** Begin GIVEN ENTRIES **
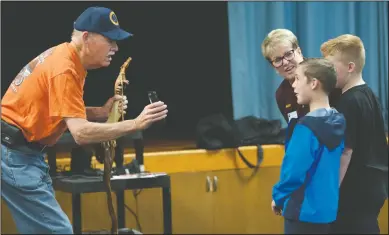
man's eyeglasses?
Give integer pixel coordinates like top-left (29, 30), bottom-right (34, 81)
top-left (271, 49), bottom-right (294, 68)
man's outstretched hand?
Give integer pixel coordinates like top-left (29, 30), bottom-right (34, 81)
top-left (135, 101), bottom-right (168, 130)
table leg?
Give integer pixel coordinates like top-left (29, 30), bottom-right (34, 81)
top-left (72, 193), bottom-right (81, 234)
top-left (162, 185), bottom-right (172, 234)
top-left (116, 191), bottom-right (126, 229)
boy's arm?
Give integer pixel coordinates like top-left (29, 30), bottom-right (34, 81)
top-left (273, 124), bottom-right (319, 208)
top-left (339, 148), bottom-right (353, 186)
top-left (337, 97), bottom-right (362, 186)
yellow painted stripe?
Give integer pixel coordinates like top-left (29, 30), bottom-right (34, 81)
top-left (52, 145), bottom-right (284, 173)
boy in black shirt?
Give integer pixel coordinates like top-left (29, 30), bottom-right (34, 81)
top-left (321, 34), bottom-right (388, 234)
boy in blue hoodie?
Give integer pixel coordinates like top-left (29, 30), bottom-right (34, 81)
top-left (272, 59), bottom-right (346, 234)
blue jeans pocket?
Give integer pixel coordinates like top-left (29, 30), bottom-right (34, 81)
top-left (6, 149), bottom-right (51, 190)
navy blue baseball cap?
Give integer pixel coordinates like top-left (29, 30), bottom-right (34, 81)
top-left (74, 7), bottom-right (132, 41)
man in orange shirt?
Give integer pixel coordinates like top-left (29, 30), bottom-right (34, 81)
top-left (1, 7), bottom-right (167, 234)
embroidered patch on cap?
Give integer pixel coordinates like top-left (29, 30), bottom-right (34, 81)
top-left (109, 11), bottom-right (119, 25)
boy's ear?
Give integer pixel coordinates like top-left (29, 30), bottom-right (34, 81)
top-left (311, 78), bottom-right (319, 90)
top-left (347, 62), bottom-right (355, 73)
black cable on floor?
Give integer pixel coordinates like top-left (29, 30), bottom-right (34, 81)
top-left (124, 204), bottom-right (142, 232)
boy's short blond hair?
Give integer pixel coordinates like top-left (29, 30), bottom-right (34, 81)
top-left (320, 34), bottom-right (365, 73)
top-left (261, 29), bottom-right (299, 61)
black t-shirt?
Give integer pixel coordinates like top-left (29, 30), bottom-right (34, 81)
top-left (335, 84), bottom-right (388, 209)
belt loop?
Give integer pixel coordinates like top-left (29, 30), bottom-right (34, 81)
top-left (40, 145), bottom-right (47, 153)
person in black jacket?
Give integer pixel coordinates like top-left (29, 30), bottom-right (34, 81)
top-left (321, 34), bottom-right (388, 234)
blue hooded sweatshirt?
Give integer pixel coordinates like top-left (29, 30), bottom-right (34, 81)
top-left (273, 108), bottom-right (346, 223)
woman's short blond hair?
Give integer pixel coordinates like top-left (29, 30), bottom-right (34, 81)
top-left (261, 29), bottom-right (299, 61)
top-left (320, 34), bottom-right (366, 73)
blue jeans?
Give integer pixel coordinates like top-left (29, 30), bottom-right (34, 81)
top-left (1, 144), bottom-right (73, 234)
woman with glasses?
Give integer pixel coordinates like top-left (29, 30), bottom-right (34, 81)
top-left (262, 29), bottom-right (341, 122)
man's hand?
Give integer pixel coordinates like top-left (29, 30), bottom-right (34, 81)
top-left (101, 95), bottom-right (128, 119)
top-left (115, 79), bottom-right (129, 94)
top-left (271, 200), bottom-right (282, 215)
top-left (135, 101), bottom-right (167, 130)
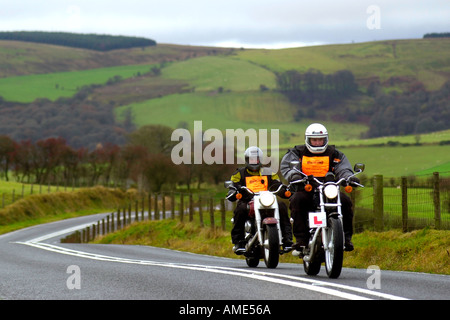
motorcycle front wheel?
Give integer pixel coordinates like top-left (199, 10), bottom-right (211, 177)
top-left (325, 217), bottom-right (344, 278)
top-left (262, 224), bottom-right (280, 269)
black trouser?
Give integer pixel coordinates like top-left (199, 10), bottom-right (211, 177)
top-left (289, 191), bottom-right (353, 241)
top-left (231, 201), bottom-right (292, 244)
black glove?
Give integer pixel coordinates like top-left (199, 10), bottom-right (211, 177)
top-left (348, 177), bottom-right (361, 187)
top-left (289, 173), bottom-right (302, 182)
top-left (277, 185), bottom-right (289, 199)
top-left (226, 190), bottom-right (237, 202)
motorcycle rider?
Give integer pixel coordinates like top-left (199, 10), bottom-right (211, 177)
top-left (227, 146), bottom-right (293, 255)
top-left (280, 123), bottom-right (359, 251)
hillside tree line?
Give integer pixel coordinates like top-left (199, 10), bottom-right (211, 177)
top-left (368, 81), bottom-right (450, 137)
top-left (0, 31), bottom-right (156, 51)
top-left (277, 70), bottom-right (450, 138)
top-left (0, 85), bottom-right (131, 150)
top-left (0, 125), bottom-right (235, 192)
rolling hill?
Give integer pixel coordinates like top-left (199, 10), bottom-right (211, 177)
top-left (0, 38), bottom-right (450, 178)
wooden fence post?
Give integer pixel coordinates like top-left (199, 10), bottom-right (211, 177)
top-left (170, 191), bottom-right (175, 219)
top-left (400, 177), bottom-right (408, 232)
top-left (198, 197), bottom-right (205, 228)
top-left (189, 193), bottom-right (194, 222)
top-left (220, 199), bottom-right (226, 231)
top-left (161, 192), bottom-right (166, 220)
top-left (373, 175), bottom-right (384, 231)
top-left (209, 198), bottom-right (215, 229)
top-left (155, 193), bottom-right (159, 220)
top-left (433, 172), bottom-right (441, 229)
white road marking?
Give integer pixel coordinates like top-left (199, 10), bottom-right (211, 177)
top-left (15, 223), bottom-right (407, 300)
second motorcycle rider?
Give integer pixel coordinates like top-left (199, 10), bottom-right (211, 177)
top-left (228, 147), bottom-right (292, 255)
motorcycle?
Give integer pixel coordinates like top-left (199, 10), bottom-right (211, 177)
top-left (225, 181), bottom-right (284, 268)
top-left (288, 161), bottom-right (365, 278)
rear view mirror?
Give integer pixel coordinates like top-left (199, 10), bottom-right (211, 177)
top-left (223, 181), bottom-right (233, 188)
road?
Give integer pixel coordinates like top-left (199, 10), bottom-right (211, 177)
top-left (0, 214), bottom-right (450, 301)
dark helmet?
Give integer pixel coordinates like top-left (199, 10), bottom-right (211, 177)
top-left (244, 147), bottom-right (263, 171)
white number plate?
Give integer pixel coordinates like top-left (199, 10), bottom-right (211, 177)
top-left (309, 212), bottom-right (327, 228)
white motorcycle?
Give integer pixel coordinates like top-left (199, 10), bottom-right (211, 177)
top-left (225, 181), bottom-right (284, 268)
top-left (288, 161), bottom-right (365, 278)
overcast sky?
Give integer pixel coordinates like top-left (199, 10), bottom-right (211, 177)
top-left (0, 0), bottom-right (450, 48)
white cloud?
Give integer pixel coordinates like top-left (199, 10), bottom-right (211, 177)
top-left (0, 0), bottom-right (450, 48)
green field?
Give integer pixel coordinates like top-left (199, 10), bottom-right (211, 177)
top-left (162, 56), bottom-right (276, 92)
top-left (237, 38), bottom-right (450, 90)
top-left (0, 65), bottom-right (156, 103)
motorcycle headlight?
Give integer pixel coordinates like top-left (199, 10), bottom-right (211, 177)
top-left (259, 192), bottom-right (275, 207)
top-left (323, 184), bottom-right (339, 199)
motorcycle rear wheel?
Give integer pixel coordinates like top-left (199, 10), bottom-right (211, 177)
top-left (303, 236), bottom-right (323, 276)
top-left (262, 224), bottom-right (280, 269)
top-left (325, 217), bottom-right (344, 279)
top-left (245, 257), bottom-right (259, 268)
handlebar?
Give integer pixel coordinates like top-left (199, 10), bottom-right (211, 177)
top-left (226, 183), bottom-right (286, 199)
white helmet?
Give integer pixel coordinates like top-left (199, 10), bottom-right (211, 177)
top-left (305, 123), bottom-right (328, 153)
top-left (244, 147), bottom-right (263, 171)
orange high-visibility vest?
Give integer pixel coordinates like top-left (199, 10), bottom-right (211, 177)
top-left (245, 176), bottom-right (269, 192)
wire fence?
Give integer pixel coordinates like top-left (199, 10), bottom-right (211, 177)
top-left (354, 173), bottom-right (450, 232)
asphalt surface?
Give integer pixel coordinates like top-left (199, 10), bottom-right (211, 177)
top-left (0, 214), bottom-right (450, 302)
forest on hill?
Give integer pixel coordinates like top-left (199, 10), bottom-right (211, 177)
top-left (277, 70), bottom-right (450, 138)
top-left (0, 31), bottom-right (156, 51)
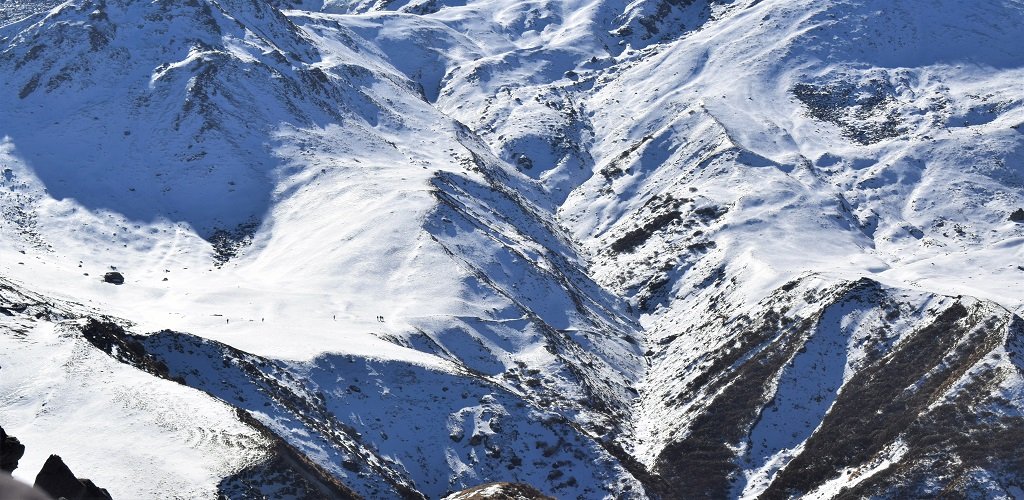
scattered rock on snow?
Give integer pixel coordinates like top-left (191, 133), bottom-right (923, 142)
top-left (103, 270), bottom-right (125, 285)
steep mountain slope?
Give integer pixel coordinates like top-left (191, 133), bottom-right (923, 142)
top-left (0, 0), bottom-right (1024, 498)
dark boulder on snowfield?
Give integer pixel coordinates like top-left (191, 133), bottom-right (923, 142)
top-left (35, 455), bottom-right (111, 500)
top-left (0, 427), bottom-right (25, 472)
top-left (103, 270), bottom-right (125, 285)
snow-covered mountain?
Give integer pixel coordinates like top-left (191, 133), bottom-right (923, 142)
top-left (0, 0), bottom-right (1024, 499)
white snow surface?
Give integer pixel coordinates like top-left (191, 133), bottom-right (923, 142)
top-left (0, 0), bottom-right (1024, 497)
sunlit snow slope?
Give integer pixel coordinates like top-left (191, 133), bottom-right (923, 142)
top-left (0, 0), bottom-right (1024, 498)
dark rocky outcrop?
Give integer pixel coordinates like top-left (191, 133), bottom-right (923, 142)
top-left (444, 483), bottom-right (554, 500)
top-left (35, 455), bottom-right (111, 500)
top-left (0, 472), bottom-right (51, 500)
top-left (103, 270), bottom-right (125, 285)
top-left (0, 427), bottom-right (25, 472)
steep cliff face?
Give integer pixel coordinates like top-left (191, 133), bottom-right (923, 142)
top-left (0, 0), bottom-right (1024, 498)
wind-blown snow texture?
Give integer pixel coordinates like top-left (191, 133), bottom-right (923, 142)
top-left (0, 0), bottom-right (1024, 498)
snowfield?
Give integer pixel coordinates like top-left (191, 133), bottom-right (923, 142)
top-left (0, 0), bottom-right (1024, 498)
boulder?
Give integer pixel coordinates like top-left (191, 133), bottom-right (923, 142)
top-left (35, 455), bottom-right (111, 500)
top-left (0, 427), bottom-right (25, 472)
top-left (103, 270), bottom-right (125, 285)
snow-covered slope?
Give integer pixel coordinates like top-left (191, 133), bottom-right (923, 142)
top-left (0, 0), bottom-right (1024, 498)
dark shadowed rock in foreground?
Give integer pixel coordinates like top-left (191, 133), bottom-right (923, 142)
top-left (0, 472), bottom-right (51, 500)
top-left (444, 483), bottom-right (554, 500)
top-left (0, 427), bottom-right (25, 472)
top-left (35, 455), bottom-right (111, 500)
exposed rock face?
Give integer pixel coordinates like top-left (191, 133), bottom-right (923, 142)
top-left (103, 270), bottom-right (125, 285)
top-left (0, 427), bottom-right (25, 472)
top-left (35, 455), bottom-right (111, 500)
top-left (0, 472), bottom-right (50, 500)
top-left (444, 483), bottom-right (553, 500)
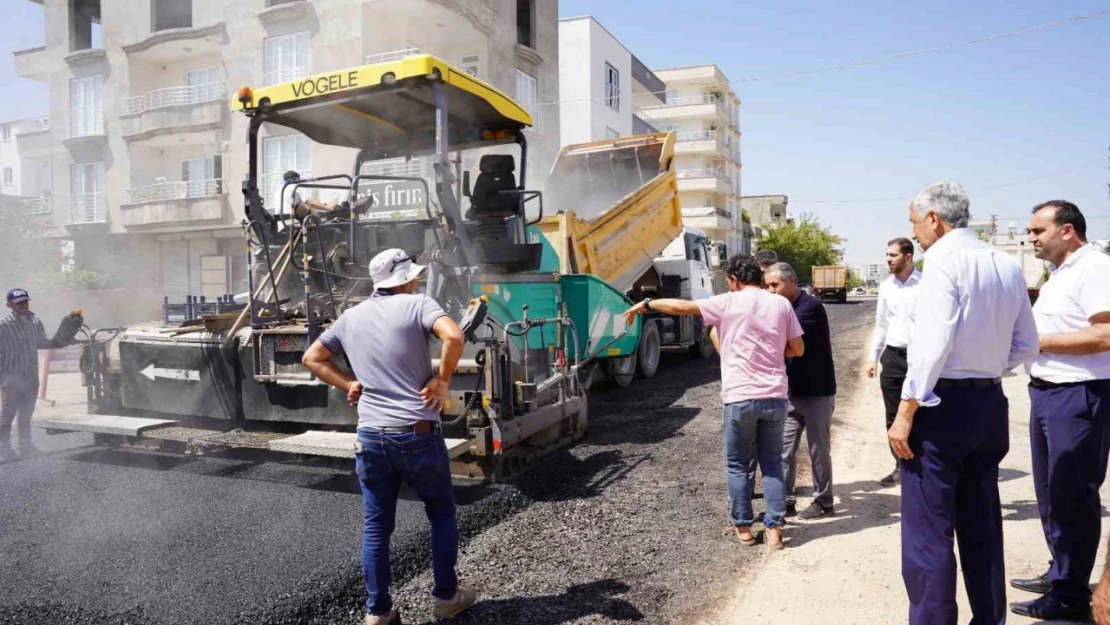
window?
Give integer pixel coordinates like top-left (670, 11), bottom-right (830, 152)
top-left (185, 65), bottom-right (223, 104)
top-left (69, 74), bottom-right (104, 137)
top-left (460, 54), bottom-right (482, 78)
top-left (516, 0), bottom-right (536, 49)
top-left (605, 63), bottom-right (620, 111)
top-left (262, 134), bottom-right (312, 209)
top-left (151, 0), bottom-right (193, 32)
top-left (262, 31), bottom-right (310, 84)
top-left (516, 70), bottom-right (538, 121)
top-left (181, 155), bottom-right (223, 198)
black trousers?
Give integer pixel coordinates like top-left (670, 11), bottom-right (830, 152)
top-left (0, 371), bottom-right (39, 447)
top-left (901, 384), bottom-right (1010, 625)
top-left (1029, 380), bottom-right (1110, 603)
top-left (879, 347), bottom-right (908, 464)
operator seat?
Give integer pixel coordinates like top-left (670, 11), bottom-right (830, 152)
top-left (466, 154), bottom-right (543, 272)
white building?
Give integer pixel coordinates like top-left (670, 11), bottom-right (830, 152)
top-left (0, 118), bottom-right (51, 213)
top-left (636, 65), bottom-right (751, 255)
top-left (14, 0), bottom-right (558, 308)
top-left (559, 20), bottom-right (751, 254)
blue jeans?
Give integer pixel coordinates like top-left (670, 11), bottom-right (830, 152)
top-left (355, 430), bottom-right (458, 616)
top-left (725, 400), bottom-right (787, 527)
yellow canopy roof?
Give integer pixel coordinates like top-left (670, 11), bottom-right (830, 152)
top-left (240, 54), bottom-right (532, 160)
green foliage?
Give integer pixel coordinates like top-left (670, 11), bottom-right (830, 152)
top-left (759, 213), bottom-right (844, 282)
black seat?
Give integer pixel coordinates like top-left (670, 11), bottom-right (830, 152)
top-left (467, 154), bottom-right (521, 220)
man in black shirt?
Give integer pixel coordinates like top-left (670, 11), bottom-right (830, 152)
top-left (764, 263), bottom-right (836, 520)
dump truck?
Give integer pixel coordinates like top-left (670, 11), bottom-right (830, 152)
top-left (37, 54), bottom-right (708, 480)
top-left (813, 265), bottom-right (848, 304)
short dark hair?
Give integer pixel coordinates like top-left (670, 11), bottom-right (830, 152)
top-left (756, 250), bottom-right (778, 266)
top-left (887, 236), bottom-right (914, 256)
top-left (1033, 200), bottom-right (1087, 241)
top-left (728, 254), bottom-right (763, 286)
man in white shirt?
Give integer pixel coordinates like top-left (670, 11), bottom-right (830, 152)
top-left (867, 238), bottom-right (921, 486)
top-left (1010, 200), bottom-right (1110, 621)
top-left (888, 181), bottom-right (1038, 625)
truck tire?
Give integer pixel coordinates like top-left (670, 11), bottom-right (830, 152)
** End GIVEN ENTRIES **
- **DO THIS**: Copy the data above word for word, beginning at the line containing "second motorcycle rider?" and ending at the line containing "top-left (323, 184), bottom-right (339, 199)", with both of those lines included.

- **RESULT BELOW**:
second motorcycle rider?
Give integer pixel coordinates like top-left (199, 10), bottom-right (211, 177)
top-left (228, 147), bottom-right (292, 255)
motorcycle?
Give integer pixel coordinates like top-left (199, 10), bottom-right (211, 177)
top-left (225, 181), bottom-right (284, 268)
top-left (288, 161), bottom-right (365, 278)
rear view mirror?
Give integer pixel coordinates like top-left (199, 10), bottom-right (211, 177)
top-left (223, 181), bottom-right (233, 188)
road?
Give integer pixel coordinates like top-left (199, 10), bottom-right (211, 177)
top-left (0, 214), bottom-right (450, 301)
dark helmet?
Give integer pixel coordinates like top-left (199, 10), bottom-right (211, 177)
top-left (244, 147), bottom-right (263, 171)
white number plate?
Give integer pixel coordinates like top-left (199, 10), bottom-right (211, 177)
top-left (309, 212), bottom-right (327, 228)
white motorcycle?
Give integer pixel coordinates like top-left (199, 10), bottom-right (211, 177)
top-left (225, 181), bottom-right (284, 268)
top-left (288, 161), bottom-right (365, 278)
overcast sky?
Give integer pixel coordinates like top-left (199, 10), bottom-right (211, 177)
top-left (0, 0), bottom-right (450, 48)
white cloud?
Give integer pixel coordinates like top-left (199, 10), bottom-right (211, 177)
top-left (0, 0), bottom-right (450, 48)
green field?
Give integer pixel coordinates like top-left (199, 10), bottom-right (211, 177)
top-left (162, 56), bottom-right (276, 92)
top-left (237, 38), bottom-right (450, 90)
top-left (0, 65), bottom-right (156, 103)
motorcycle headlight?
Give integer pixel coordinates like top-left (199, 10), bottom-right (211, 177)
top-left (259, 192), bottom-right (275, 207)
top-left (323, 184), bottom-right (339, 199)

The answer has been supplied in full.